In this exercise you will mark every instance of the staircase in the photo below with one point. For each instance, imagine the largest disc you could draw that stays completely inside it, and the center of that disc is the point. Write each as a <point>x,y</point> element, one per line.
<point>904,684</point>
════════════════════
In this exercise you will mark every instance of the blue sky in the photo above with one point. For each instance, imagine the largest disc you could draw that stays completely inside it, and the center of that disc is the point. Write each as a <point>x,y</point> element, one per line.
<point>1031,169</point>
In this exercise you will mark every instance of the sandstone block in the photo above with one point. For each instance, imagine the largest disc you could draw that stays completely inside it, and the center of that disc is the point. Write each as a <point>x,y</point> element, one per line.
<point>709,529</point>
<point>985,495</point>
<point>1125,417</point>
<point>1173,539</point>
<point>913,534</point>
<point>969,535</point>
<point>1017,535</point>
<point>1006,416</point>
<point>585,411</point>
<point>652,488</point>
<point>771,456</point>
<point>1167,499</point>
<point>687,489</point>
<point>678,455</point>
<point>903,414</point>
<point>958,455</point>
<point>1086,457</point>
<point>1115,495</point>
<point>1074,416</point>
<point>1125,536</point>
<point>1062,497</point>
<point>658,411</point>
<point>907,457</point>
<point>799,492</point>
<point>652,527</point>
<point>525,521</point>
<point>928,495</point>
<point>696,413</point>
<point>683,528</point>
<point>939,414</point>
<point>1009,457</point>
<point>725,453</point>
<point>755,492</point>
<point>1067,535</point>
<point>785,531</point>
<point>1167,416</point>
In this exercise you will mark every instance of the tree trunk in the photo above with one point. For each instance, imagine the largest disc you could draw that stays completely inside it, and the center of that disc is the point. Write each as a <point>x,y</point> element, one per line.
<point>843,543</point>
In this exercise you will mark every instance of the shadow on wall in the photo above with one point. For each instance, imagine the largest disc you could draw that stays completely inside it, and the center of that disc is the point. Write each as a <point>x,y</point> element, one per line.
════════════════════
■ WHAT IS BEING ASKED
The required output is every line above from the one with "In this exercise you will mark every instance of the sandstone" down to the one with "In this exercise you will mark every instance of the shadow", restated word for word, ends included.

■ EXERCISE ANSWER
In this exercise you will mark every instance of the sandstone block in the photo above with one point. For each instance, imagine the largest disc you could draw that stays completely inside it, and the center of that disc is the point. Write each as a <point>x,y</point> element, one per line.
<point>709,529</point>
<point>985,495</point>
<point>1125,417</point>
<point>1173,539</point>
<point>913,534</point>
<point>969,535</point>
<point>1017,535</point>
<point>1006,416</point>
<point>585,411</point>
<point>652,488</point>
<point>771,456</point>
<point>1167,499</point>
<point>687,489</point>
<point>678,455</point>
<point>903,414</point>
<point>958,455</point>
<point>1086,457</point>
<point>1115,495</point>
<point>1074,416</point>
<point>1125,536</point>
<point>1062,497</point>
<point>658,411</point>
<point>907,457</point>
<point>799,492</point>
<point>652,527</point>
<point>525,521</point>
<point>928,495</point>
<point>696,413</point>
<point>683,528</point>
<point>939,414</point>
<point>1009,457</point>
<point>725,453</point>
<point>755,492</point>
<point>1067,535</point>
<point>785,531</point>
<point>1167,416</point>
In this exercise you will mark every instance of the tree trunk in the photo above with one point. For each instance, imagine the largest disc you could draw that stays completely inside it, and the center of that disc is the point. Write each as a <point>x,y</point> element, one per line.
<point>843,543</point>
In this exercise you will mark every instance of the shadow on wall in the photo above with one point. For each instance, imagine the largest disc you could draw that stays completely inside it, and the center of that disc is the point. Write each as a <point>x,y</point> element, one per line.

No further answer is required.